— Work instruction A —
From the article about Chevron's Bay Area oil spill response, copy the stretch from "Emails Raise Questions" through "up the incident." word for word.
— Work instruction B —
In the article on Chevron's Bay Area oil spill, how large was the hole in the pipeline that leaked?
— Work instruction C —
Pick up the article on Chevron's Bay Area oil spill response after its final sentence and keep writing.

— Text segment —

#####

Emails Raise Questions About Chevron’s Bay Area Oil Spill Response

Mar 30, 2021
Source: 
Capital & Main

The morning after a quarter-inch hole in a pipeline owned by Chevron leaked petroleum fluids into the San Francisco Bay on February 9, Richmond Mayor Tom Butt struck an optimistic tone about the incident at the oil giant’s refinery.

“I think in the big picture it’s going to be OK,” Butt told one local press outlet.

On his blog several days later, Butt wrote the city had “dodged a bullet on what turned out to be a relatively small spill with no lingering effects.” In a city council meeting a week after the spill, he offered no thoughts when a councilor brought up the incident.

#####

— Given records —
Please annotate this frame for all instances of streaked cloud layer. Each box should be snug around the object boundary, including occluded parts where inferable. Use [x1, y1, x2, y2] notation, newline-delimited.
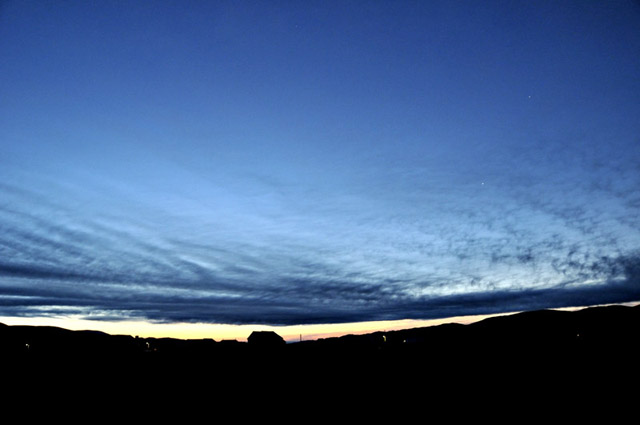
[0, 2, 640, 324]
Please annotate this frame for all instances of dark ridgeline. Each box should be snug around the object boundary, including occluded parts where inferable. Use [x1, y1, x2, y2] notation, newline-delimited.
[0, 306, 640, 388]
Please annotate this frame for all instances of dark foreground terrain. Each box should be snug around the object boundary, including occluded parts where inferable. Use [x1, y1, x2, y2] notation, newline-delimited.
[0, 306, 640, 397]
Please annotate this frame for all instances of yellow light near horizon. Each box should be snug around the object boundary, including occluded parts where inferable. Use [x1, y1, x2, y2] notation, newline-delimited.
[0, 302, 639, 342]
[0, 316, 492, 342]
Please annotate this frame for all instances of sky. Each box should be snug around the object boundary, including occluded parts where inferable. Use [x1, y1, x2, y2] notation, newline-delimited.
[0, 0, 640, 338]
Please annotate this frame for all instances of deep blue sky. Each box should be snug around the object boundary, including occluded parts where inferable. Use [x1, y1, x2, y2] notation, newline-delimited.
[0, 0, 640, 324]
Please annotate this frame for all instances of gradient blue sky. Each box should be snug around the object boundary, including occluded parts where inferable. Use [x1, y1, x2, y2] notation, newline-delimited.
[0, 0, 640, 332]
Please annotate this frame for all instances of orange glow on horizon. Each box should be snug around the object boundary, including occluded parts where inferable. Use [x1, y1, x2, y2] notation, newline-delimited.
[0, 302, 638, 342]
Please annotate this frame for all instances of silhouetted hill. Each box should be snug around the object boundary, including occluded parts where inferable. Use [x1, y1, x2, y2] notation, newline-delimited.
[0, 306, 640, 385]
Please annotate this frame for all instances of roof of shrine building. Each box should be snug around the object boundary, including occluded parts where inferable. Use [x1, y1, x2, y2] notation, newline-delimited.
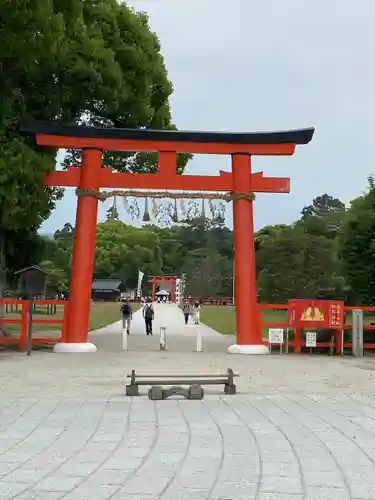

#####

— Answer A —
Emails Raise Questions About Chevron’s Bay Area Oil Spill Response

Mar 30, 2021
Source: 
Capital & Main

The morning after a quarter-inch hole in a pipeline owned by Chevron leaked petroleum fluids into the San Francisco Bay on February 9, Richmond Mayor Tom Butt struck an optimistic tone about the incident at the oil giant’s refinery.

“I think in the big picture it’s going to be OK,” Butt told one local press outlet.

On his blog several days later, Butt wrote the city had “dodged a bullet on what turned out to be a relatively small spill with no lingering effects.” In a city council meeting a week after the spill, he offered no thoughts when a councilor brought up the incident.

— Answer B —
A quarter inch.

— Answer C —
According to a unified command that included representatives from Chevron, the U.S. Coast Guard, the state’s Department of Fish and Wildlife and Contra Costa County Health Services, the spill was upwards of 700 gallons, or five gallons a minute at its peak.

A factsheet from the National Ocean and Atmospheric Administration says the kind of diesel that reportedly leaked from the pipeline is considered to be “one of the most acutely toxic oil types” and that “fish and invertebrates that come in direct contact with naturally dispersed and entrained diesel in the water column may be killed.”